Work task: The data below must be repeated exactly. Leave nothing out.

(Point localization data)
::::::

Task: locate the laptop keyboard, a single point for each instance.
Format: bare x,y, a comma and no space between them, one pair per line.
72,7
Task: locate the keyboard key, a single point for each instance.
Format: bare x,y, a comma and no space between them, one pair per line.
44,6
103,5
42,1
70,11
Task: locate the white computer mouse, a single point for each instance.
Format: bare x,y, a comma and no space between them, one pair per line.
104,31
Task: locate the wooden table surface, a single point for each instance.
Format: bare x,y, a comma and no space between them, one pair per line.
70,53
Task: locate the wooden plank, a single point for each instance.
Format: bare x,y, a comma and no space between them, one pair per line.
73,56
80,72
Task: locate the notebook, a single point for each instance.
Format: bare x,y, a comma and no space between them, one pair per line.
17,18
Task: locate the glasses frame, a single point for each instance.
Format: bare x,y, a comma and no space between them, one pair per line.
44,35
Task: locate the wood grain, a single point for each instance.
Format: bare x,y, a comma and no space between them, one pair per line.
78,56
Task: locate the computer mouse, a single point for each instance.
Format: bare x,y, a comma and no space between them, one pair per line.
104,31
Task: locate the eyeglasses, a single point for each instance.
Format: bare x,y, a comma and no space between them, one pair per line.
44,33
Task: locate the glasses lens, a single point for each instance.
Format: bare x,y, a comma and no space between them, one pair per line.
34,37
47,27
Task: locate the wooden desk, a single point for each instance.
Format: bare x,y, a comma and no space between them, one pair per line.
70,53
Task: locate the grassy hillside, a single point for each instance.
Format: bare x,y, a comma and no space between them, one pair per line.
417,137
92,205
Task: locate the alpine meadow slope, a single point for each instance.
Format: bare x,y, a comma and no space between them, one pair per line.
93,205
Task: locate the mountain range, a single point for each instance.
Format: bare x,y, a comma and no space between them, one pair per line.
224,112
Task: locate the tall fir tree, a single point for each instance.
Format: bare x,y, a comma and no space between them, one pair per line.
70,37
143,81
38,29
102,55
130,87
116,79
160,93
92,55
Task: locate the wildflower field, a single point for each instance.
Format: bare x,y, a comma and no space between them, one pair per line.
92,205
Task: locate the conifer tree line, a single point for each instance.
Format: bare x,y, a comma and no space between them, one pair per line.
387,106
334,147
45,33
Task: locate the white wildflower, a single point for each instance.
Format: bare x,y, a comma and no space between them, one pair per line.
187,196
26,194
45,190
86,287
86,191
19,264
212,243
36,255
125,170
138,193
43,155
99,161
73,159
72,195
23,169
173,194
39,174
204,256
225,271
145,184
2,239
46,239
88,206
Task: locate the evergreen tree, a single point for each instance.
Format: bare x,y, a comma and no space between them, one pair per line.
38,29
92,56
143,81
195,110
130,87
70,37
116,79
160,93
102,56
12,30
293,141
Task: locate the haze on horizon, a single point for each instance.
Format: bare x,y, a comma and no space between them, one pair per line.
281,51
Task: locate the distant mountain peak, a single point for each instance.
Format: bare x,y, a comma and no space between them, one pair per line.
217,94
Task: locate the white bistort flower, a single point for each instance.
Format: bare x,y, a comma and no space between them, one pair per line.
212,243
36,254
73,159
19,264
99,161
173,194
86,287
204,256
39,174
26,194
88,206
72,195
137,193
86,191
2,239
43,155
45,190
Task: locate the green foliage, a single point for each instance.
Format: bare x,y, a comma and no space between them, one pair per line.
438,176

::::::

Answer space:
Task: locate the laptop keyboard, a single point for each instance.
Format: bare x,y, a comma and no space between them, one pair per line.
72,7
Task: locate the keyboard key, a single point for each instance.
Format: bare x,y, a comma and no space between them, one pair per line.
44,6
103,5
42,1
70,11
Task: locate the white computer mouse, a single point for each instance.
Format: bare x,y, a comma and no space between them, one pair per line.
104,31
Task: locate the wooden table surface, a single point for each instance.
Format: bare x,y, a comma and no space between them, one pair per line.
70,53
Task: locate the wooden plank, a single point for each instance.
Format: bare x,y, a comma and no space between them, one pair per line.
73,56
80,72
Task: locate the notebook, a single point for each instance.
Format: bare x,y, a comma and no space between them, one pair per line.
17,18
Task: locate the glasses frame, a single point for each instance.
Format: bare x,y, a comma and no space between them, one pair per line.
44,35
Task: locate the wood grain, a single point for each instance.
Format: bare x,y, a comma and no space between them, one pair per line.
78,56
Task: locate the computer mouse, a single point for each instance.
Format: bare x,y, a comma and no space between them, one pair per line.
104,31
Task: locate the eyeglasses, a single point for each instance.
Format: bare x,y, a comma and no space between them, one pair per line.
44,33
Task: locate the glasses lens, a single point for each instance.
Format: bare x,y, a comma and no space between them, one pair per line.
34,37
47,27
Task: locate the wooden desk, a single point for each instance.
Format: bare x,y, a comma and no space between them, one pair per line.
70,53
Task: locate the grassy hillside, a single point for each instance.
Format: bare x,y, a comma and no space between them, one pair per line.
417,137
92,205
Task: locate the alpine meadow slope, a single point for each instance.
Format: bare x,y, a comma and no space between them, one pair per line.
93,205
Task: locate the mountain range, a single point for each instance.
Format: bare x,y, a comma and no space between them, one pair per line.
224,112
Task: locate the tall fir tree, a single point for each instance.
Format: bare x,y, a comma and no space between them, one pair per line.
70,37
143,81
38,29
102,55
130,87
116,79
160,93
92,55
Task: locate the wildflower field, a single point for each instance.
Format: bare x,y, a comma and no space between them, one pair per line.
92,205
Task: locate the conifer tree line, a single point for each instance.
Format: bare x,y, a comma and no space between them, one pair per line.
387,106
334,147
45,33
Task: locate the white wildflower, a single point for each instance.
Format: bare x,y, a comma and no space between them, one pair per line.
187,196
26,194
45,190
86,287
86,191
19,264
212,243
36,255
125,170
138,193
43,155
99,161
73,159
72,195
23,169
173,194
39,174
204,256
225,271
145,184
2,239
46,239
88,206
Task: locate the evergreen tree, a single point for each instance.
Format: bare x,y, a comma and no space between them, one pair per line.
38,29
92,56
143,81
195,110
130,87
70,37
116,79
160,93
102,56
12,30
293,141
Task: locate the haze on horizon, a single point for each instance.
Format: bare x,y, a comma and no space between them, one pair per line.
281,51
Task: locate the distant mountain peak, a single point for each instance.
Format: bare x,y, a comma and no space between them, one pair per line.
217,94
Task: locate the white bistort flower, a single point for each instance.
Format: bare x,y, a comma and no space between them, one pair per line.
212,243
36,254
73,159
19,264
99,161
173,194
86,287
204,256
39,174
26,194
88,206
72,195
137,193
86,191
2,239
43,155
45,190
Task: locate the green foliage, a single point for each instance.
Format: bare x,y, a comma and no space between them, one pair per line.
438,176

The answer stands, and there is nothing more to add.